● Consignes de l'exercice:
- A) Recopiez sans rien modifier le passage du texte à lire qui commence à « Je crains que » et se termine à « les premières victimes. ».
- B) D'après le texte à lire, jusqu'à combien la PMI est-elle prête à proposer une dérogation pour que l'on accepte de prendre des jumelles à temps partiel ?
- C) Pour chacune des affirmations suivantes, indiquez si elle est conforme au texte à lire, puis citez les mots du texte qui permettent de trancher.
(i) Quand ça coince, ce sont les petits qui en sont les premières victimes.
(ii) Il est facile pour la PMI de déterminer si une personne saura ne pas se mettre en difficulté.
(iii) La proposition de dérogation est présentée comme peu valorisante.

● Texte à lire:
Je crains que la plus merveilleuse et raisonnable des AMs pourra tomber dans le piège du "toujours plus", en particulier si elle n'en n'a pas eut l’expérience encore car tant que tu n'as pas essayé tu ne peux être certain de savoir si ça coince ou pas. 
Or au moment où ça coince ce sont bien les petits qui en sont les premières victimes. 
En prime sommes nous alors si capables d'admettre que nous n'y arrivons pas autant que nous devrions??? 
Bref je pense que ce n'est en effet pas du tout facile pour la PMI de déterminer si une personne saura par elle même ne pas se mettre en difficulté avec par exemple un PE qui insiste pour nous demander d'en faire plus qu'initialement ou même, tiens, la PMI elle même qui est prête à te proposer une dérogation pour aller jusqu'à 5 (5!) pour que tu accepte de prendre des jumelles à temps partiel, employée par le CD pour du soutient pédagogique: c'est hyper valorisant, difficile de refuser car crainte aussi de comment prendra la PMI ce refus...

● Données disponibles:

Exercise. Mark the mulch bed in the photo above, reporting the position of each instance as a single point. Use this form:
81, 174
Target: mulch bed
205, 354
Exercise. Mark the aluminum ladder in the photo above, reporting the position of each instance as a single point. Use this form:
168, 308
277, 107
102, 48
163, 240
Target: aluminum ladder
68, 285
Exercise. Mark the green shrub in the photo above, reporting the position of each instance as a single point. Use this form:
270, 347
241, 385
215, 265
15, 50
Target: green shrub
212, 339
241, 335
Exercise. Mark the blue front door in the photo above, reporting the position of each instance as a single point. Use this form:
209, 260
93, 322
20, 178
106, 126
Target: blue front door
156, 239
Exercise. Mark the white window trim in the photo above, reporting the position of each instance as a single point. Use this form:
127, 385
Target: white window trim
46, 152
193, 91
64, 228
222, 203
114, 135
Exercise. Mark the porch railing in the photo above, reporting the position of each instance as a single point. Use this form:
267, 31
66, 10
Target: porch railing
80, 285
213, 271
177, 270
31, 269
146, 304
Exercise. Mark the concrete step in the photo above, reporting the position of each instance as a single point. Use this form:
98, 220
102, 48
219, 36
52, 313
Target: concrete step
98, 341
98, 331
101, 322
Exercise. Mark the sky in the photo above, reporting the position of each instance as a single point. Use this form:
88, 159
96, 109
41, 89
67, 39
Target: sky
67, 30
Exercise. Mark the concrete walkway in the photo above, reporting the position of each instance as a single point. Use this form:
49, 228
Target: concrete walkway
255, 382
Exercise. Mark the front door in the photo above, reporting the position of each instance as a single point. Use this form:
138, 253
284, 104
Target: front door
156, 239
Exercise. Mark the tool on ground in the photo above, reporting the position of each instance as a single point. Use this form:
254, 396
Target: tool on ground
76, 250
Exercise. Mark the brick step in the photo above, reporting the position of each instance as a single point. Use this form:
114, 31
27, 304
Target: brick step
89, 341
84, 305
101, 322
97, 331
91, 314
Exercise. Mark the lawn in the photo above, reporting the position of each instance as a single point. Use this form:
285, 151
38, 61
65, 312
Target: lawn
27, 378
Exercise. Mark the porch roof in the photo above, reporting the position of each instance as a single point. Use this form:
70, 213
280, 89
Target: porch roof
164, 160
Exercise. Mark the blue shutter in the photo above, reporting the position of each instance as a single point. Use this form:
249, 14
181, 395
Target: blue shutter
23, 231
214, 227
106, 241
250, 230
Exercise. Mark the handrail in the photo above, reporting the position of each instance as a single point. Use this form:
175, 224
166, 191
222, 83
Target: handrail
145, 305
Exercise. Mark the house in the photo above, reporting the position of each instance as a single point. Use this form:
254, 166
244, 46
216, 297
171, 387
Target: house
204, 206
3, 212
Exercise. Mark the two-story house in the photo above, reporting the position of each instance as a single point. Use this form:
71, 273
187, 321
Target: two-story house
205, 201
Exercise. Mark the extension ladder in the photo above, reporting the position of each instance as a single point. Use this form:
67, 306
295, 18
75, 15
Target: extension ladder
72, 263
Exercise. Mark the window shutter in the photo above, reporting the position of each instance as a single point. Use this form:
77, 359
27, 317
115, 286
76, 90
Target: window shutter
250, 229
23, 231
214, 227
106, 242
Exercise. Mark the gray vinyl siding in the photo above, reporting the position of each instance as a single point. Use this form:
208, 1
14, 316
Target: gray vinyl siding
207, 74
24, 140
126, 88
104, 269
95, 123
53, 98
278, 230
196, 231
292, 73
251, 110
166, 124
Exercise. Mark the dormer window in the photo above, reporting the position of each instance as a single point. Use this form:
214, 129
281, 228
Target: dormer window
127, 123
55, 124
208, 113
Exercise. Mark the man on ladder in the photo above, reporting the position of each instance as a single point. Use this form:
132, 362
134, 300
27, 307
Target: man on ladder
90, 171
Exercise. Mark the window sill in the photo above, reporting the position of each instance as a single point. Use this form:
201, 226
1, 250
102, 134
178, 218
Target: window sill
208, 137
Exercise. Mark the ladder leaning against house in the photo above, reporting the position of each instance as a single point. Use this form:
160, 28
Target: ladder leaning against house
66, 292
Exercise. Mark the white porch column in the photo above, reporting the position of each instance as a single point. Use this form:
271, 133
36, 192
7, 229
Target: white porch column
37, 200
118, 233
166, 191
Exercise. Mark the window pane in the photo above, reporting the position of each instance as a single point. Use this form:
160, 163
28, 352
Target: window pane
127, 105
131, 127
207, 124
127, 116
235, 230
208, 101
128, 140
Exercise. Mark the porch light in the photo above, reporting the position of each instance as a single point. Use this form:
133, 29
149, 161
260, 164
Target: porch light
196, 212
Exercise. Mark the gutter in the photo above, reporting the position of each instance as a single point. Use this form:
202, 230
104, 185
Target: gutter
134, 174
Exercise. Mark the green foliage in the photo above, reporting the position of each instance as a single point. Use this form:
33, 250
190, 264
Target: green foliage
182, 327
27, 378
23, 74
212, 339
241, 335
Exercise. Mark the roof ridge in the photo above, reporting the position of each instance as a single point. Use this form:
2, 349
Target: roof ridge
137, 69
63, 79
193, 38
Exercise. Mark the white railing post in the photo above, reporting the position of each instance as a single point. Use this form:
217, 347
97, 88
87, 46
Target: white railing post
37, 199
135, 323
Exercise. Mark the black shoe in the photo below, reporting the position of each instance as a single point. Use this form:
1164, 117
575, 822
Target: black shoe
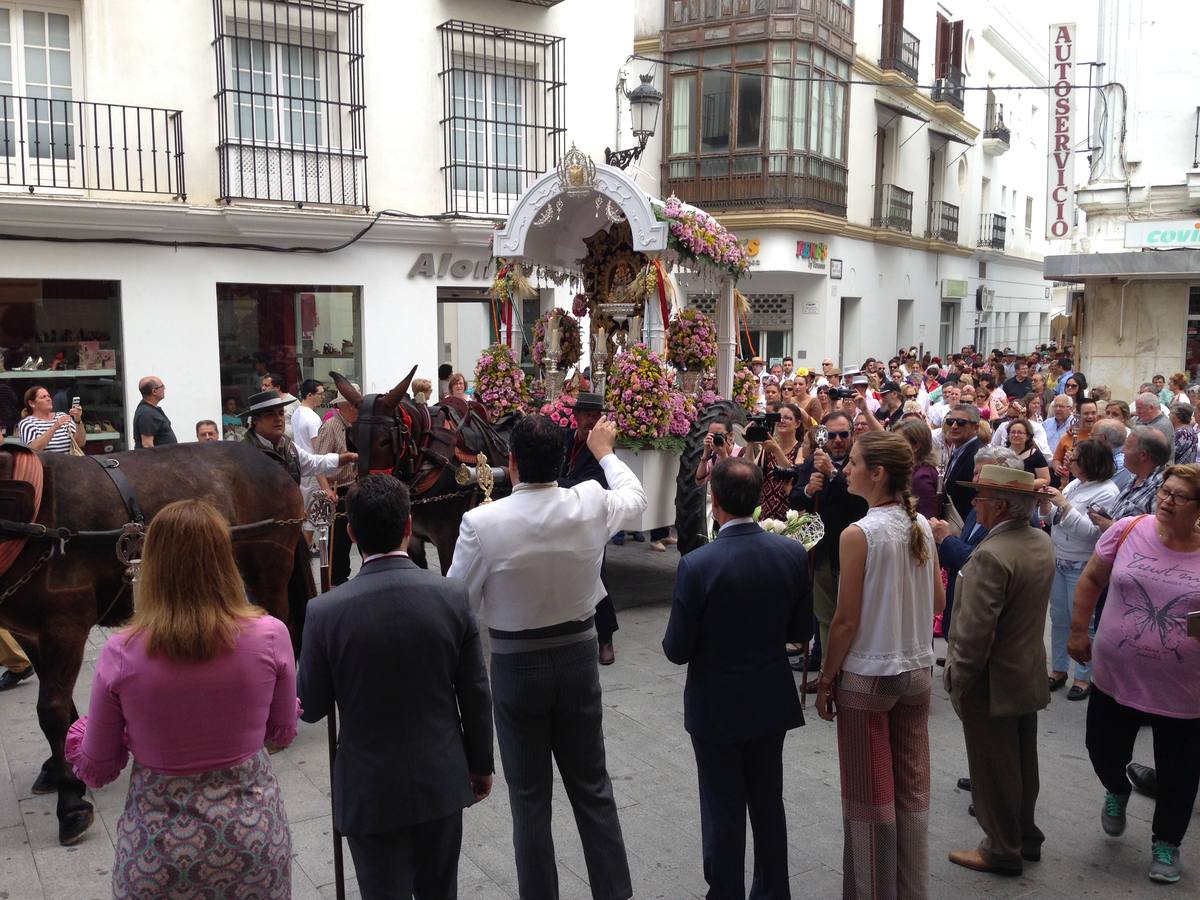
10, 679
1144, 778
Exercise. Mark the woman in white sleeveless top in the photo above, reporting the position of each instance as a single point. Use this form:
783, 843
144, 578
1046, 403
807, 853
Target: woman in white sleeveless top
879, 672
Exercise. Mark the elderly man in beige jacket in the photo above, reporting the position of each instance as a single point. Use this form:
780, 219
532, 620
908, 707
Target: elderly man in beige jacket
995, 669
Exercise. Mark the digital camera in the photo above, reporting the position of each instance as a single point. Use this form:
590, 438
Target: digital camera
760, 426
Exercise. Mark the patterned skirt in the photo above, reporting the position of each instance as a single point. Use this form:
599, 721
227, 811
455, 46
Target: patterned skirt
219, 834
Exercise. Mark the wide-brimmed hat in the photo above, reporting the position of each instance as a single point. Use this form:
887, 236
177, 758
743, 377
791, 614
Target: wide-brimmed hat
1001, 478
265, 400
588, 402
342, 399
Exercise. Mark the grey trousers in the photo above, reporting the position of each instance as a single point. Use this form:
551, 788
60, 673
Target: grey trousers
547, 706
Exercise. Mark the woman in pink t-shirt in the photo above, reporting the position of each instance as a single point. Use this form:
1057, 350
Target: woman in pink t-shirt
1146, 669
193, 689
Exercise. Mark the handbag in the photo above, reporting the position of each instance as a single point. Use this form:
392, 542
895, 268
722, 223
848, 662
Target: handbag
1104, 594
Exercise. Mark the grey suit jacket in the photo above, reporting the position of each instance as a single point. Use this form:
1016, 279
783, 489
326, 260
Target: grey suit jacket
996, 641
397, 649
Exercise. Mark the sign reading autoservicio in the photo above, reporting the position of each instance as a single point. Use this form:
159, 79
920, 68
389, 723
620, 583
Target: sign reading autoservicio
1060, 156
1163, 234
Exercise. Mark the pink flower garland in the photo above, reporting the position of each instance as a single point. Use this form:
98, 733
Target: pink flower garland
499, 382
639, 393
691, 341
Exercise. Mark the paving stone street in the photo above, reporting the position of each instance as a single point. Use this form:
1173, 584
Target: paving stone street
653, 772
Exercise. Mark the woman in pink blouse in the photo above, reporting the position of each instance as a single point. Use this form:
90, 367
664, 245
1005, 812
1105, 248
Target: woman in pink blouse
195, 689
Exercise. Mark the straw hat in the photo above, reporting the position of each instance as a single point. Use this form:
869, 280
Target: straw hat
1001, 478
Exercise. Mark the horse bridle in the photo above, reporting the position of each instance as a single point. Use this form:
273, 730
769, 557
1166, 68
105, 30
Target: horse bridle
400, 429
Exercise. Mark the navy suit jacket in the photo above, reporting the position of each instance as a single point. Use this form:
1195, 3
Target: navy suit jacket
397, 648
737, 603
953, 552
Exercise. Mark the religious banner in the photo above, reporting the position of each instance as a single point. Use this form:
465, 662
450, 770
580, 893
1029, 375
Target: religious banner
1060, 155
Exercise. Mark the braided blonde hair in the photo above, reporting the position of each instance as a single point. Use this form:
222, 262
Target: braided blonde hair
894, 455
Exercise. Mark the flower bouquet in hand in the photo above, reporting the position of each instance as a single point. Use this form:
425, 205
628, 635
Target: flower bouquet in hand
570, 342
639, 393
691, 341
804, 528
499, 383
745, 387
562, 412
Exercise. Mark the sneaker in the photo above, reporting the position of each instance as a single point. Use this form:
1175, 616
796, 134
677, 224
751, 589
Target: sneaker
1165, 865
1113, 815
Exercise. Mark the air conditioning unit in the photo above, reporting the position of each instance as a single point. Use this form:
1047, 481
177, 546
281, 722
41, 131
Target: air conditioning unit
984, 299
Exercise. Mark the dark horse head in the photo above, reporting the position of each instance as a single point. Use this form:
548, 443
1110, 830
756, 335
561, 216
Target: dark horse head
383, 432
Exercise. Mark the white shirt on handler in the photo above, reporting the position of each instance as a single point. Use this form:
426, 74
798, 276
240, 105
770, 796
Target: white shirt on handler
532, 559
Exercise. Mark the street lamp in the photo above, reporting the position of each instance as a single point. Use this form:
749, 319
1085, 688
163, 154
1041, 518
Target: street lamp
643, 103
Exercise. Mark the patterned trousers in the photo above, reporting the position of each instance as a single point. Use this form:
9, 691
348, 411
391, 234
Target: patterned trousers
883, 749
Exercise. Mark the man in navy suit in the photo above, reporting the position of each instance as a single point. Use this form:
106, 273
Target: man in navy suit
737, 604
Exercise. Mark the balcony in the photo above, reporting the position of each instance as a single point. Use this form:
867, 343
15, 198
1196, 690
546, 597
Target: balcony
75, 145
993, 231
943, 222
948, 85
893, 209
996, 137
757, 180
899, 49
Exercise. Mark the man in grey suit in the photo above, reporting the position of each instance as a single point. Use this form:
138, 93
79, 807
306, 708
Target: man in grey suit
532, 565
397, 648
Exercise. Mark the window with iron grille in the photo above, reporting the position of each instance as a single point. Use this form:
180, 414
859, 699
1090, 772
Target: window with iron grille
503, 121
291, 100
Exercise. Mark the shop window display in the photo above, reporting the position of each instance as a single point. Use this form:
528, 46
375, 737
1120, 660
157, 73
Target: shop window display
294, 331
64, 335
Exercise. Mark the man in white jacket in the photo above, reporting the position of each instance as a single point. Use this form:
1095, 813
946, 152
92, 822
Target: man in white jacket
532, 565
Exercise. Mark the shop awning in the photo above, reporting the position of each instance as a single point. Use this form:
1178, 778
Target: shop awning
901, 111
1182, 264
949, 136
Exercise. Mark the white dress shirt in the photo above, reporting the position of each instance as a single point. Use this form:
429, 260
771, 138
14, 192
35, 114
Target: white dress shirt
532, 559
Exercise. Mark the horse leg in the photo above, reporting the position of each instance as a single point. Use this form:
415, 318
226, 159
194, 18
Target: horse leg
60, 658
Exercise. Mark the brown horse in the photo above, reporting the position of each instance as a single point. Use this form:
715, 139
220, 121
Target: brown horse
84, 586
424, 447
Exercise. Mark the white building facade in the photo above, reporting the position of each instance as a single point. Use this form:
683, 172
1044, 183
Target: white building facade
1132, 265
129, 136
889, 198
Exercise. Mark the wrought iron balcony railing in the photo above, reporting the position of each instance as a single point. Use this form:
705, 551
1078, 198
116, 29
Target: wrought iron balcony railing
899, 49
948, 84
993, 231
79, 145
774, 180
994, 124
943, 221
893, 209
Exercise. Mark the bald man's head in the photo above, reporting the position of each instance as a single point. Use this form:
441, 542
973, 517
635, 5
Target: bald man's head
151, 387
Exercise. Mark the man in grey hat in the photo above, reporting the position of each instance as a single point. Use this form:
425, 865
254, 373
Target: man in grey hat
580, 466
267, 424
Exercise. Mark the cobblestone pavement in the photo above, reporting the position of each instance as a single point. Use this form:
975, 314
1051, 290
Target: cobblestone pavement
654, 780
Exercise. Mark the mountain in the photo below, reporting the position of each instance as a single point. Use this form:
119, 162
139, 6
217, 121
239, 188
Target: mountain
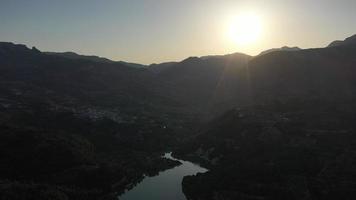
285, 48
275, 126
75, 128
296, 139
205, 85
72, 55
348, 41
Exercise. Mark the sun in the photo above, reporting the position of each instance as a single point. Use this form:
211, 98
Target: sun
245, 29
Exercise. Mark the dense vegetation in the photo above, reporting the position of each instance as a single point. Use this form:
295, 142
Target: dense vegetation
276, 126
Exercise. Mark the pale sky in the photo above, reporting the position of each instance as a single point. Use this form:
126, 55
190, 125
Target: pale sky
154, 31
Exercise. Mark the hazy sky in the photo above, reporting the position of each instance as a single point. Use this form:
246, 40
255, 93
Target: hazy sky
148, 31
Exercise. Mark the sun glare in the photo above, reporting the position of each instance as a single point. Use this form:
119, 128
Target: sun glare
245, 29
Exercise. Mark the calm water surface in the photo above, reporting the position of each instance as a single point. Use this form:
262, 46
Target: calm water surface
167, 185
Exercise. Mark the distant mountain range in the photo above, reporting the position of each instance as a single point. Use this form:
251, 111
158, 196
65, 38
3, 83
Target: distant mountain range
86, 127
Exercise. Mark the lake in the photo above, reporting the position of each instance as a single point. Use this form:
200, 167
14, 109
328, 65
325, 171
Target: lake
166, 185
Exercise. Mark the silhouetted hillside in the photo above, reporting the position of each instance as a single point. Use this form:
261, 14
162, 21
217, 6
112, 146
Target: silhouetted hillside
297, 138
348, 41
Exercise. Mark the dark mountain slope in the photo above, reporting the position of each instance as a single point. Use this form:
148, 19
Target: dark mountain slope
296, 139
205, 85
348, 41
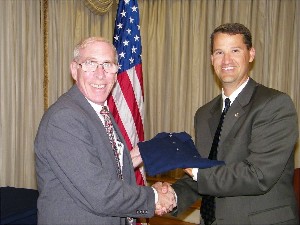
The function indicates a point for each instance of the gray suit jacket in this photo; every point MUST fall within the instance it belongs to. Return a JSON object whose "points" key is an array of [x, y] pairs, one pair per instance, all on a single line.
{"points": [[257, 144], [76, 169]]}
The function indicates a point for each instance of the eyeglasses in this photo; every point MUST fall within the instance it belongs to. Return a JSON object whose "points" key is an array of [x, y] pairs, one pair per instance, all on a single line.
{"points": [[91, 66]]}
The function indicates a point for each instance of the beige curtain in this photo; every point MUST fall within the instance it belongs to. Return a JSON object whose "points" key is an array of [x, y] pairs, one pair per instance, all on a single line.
{"points": [[21, 84], [178, 77]]}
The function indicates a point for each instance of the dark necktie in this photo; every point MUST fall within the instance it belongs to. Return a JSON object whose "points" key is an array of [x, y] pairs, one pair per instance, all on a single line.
{"points": [[208, 202], [110, 132]]}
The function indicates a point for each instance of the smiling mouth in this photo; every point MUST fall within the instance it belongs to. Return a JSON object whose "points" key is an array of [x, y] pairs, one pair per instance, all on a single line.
{"points": [[228, 68], [98, 86]]}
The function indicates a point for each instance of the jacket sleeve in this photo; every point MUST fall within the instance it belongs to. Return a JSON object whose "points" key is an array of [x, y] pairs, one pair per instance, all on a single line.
{"points": [[82, 169]]}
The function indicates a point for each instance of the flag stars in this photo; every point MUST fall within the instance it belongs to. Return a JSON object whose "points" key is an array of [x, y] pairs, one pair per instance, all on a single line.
{"points": [[133, 49], [134, 9], [116, 37], [125, 43], [128, 31], [120, 26], [123, 13], [122, 54]]}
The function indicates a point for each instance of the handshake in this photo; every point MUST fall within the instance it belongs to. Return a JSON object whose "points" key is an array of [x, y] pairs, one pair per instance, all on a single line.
{"points": [[166, 201]]}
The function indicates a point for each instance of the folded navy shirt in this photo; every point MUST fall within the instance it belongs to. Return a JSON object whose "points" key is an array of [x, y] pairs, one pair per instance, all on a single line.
{"points": [[168, 151]]}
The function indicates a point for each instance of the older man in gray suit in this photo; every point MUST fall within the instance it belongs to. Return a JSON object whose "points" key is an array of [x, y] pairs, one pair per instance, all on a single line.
{"points": [[256, 141], [81, 180]]}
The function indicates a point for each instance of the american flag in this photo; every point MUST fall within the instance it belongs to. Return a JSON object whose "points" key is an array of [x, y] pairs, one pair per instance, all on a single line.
{"points": [[127, 99]]}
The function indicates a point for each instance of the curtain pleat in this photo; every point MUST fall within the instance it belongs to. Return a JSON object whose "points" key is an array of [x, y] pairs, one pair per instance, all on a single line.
{"points": [[177, 71]]}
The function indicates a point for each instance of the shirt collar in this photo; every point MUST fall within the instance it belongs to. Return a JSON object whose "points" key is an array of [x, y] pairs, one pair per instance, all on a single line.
{"points": [[97, 107]]}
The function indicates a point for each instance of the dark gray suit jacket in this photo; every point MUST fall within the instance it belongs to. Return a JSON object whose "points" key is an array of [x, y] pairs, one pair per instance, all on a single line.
{"points": [[77, 172], [257, 144]]}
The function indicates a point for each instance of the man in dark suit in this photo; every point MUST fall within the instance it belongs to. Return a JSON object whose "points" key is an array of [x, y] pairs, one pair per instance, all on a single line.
{"points": [[84, 177], [256, 142], [258, 136]]}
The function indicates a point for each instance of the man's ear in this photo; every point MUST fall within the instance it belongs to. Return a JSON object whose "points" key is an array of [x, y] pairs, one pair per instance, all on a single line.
{"points": [[73, 69], [252, 54]]}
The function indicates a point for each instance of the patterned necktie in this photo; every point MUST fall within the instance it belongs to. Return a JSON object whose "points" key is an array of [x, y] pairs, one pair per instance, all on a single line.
{"points": [[110, 132], [208, 202]]}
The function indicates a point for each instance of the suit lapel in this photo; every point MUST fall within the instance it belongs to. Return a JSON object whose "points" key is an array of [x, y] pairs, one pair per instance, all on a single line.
{"points": [[237, 109], [78, 97]]}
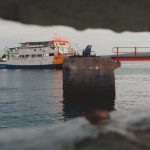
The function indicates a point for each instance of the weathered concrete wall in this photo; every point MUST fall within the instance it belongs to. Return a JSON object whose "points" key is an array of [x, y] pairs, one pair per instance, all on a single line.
{"points": [[129, 131], [89, 80]]}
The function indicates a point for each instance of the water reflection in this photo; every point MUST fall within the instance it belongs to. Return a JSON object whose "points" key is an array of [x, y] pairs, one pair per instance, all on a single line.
{"points": [[80, 106]]}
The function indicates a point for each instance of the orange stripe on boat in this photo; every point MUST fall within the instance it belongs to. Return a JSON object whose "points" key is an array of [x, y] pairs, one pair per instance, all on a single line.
{"points": [[58, 59]]}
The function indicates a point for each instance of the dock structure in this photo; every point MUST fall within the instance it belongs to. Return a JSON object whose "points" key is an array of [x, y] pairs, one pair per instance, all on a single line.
{"points": [[89, 79]]}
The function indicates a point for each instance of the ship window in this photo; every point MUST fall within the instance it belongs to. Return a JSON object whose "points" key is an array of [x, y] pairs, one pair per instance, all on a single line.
{"points": [[39, 55], [51, 54], [21, 56], [33, 56], [27, 56]]}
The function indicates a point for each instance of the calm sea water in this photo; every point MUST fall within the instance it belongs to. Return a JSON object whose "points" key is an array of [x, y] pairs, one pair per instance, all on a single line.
{"points": [[35, 97]]}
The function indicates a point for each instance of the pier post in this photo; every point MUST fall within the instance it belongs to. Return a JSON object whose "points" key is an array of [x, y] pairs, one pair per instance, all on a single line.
{"points": [[89, 80]]}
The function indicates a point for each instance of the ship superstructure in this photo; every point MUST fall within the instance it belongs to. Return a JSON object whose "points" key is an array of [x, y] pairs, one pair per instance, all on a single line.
{"points": [[45, 54]]}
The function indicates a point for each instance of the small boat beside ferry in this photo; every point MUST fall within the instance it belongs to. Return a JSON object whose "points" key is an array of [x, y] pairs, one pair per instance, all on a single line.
{"points": [[37, 55]]}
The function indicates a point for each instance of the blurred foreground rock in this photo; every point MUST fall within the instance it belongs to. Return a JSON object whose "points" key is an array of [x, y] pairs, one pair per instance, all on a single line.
{"points": [[118, 15], [123, 131]]}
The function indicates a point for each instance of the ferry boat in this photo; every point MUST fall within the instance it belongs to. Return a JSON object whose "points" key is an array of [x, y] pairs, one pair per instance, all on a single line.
{"points": [[37, 55]]}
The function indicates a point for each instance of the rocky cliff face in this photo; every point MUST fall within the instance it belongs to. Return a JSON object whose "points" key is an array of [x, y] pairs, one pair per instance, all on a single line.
{"points": [[118, 15]]}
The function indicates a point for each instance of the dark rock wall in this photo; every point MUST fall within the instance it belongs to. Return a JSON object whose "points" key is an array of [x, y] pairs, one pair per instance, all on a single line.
{"points": [[118, 15]]}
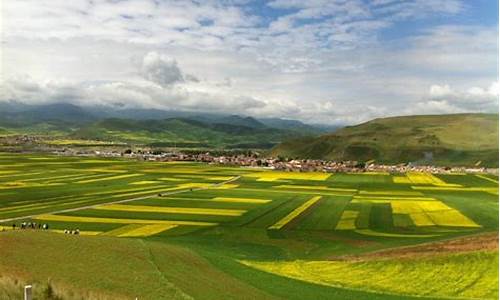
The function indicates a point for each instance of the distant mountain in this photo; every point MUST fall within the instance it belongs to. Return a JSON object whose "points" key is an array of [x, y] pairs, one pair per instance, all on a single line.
{"points": [[182, 132], [149, 126], [460, 139], [60, 114], [291, 125]]}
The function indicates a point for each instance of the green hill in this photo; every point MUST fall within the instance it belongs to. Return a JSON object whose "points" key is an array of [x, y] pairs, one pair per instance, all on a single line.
{"points": [[459, 139]]}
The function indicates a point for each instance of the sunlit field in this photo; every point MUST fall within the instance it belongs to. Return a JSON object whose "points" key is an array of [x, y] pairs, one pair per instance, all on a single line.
{"points": [[272, 234]]}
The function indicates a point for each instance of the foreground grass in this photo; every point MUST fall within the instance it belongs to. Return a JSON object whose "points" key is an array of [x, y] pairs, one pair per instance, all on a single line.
{"points": [[113, 269], [465, 275]]}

● Corrigé des exercices:
- A)
Je crains que la plus merveilleuse et raisonnable des AMs pourra tomber dans le piège du "toujours plus", en particulier si elle n'en n'a pas eut l’expérience encore car tant que tu n'as pas essayé tu ne peux être certain de savoir si ça coince ou pas. 
Or au moment où ça coince ce sont bien les petits qui en sont les premières victimes.

- B) Jusqu'à 5.

- C)
(i) Oui : « ce sont bien les petits qui en sont les premières victimes ».
(ii) Non : « ce n'est en effet pas du tout facile pour la PMI ».
(iii) Non : « c'est hyper valorisant ».